====== STORED ROWS

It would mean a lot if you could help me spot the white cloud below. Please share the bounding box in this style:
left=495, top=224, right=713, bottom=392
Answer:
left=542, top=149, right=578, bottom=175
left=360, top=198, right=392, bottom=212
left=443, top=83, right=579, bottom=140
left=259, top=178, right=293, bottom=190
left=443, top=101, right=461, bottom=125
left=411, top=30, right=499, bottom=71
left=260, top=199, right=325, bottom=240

============

YOUR GOAL: Rewrite the data above with "white cloud" swapped for "gray cloud", keeping everything else the same.

COMPLETED TASK:
It would mean a lot if you could help me spot the gray cloud below. Please share the bounding box in this style:
left=495, top=224, right=713, bottom=392
Answer:
left=542, top=149, right=578, bottom=175
left=360, top=198, right=392, bottom=212
left=443, top=83, right=579, bottom=140
left=259, top=178, right=293, bottom=190
left=443, top=101, right=461, bottom=125
left=411, top=30, right=499, bottom=71
left=260, top=199, right=325, bottom=240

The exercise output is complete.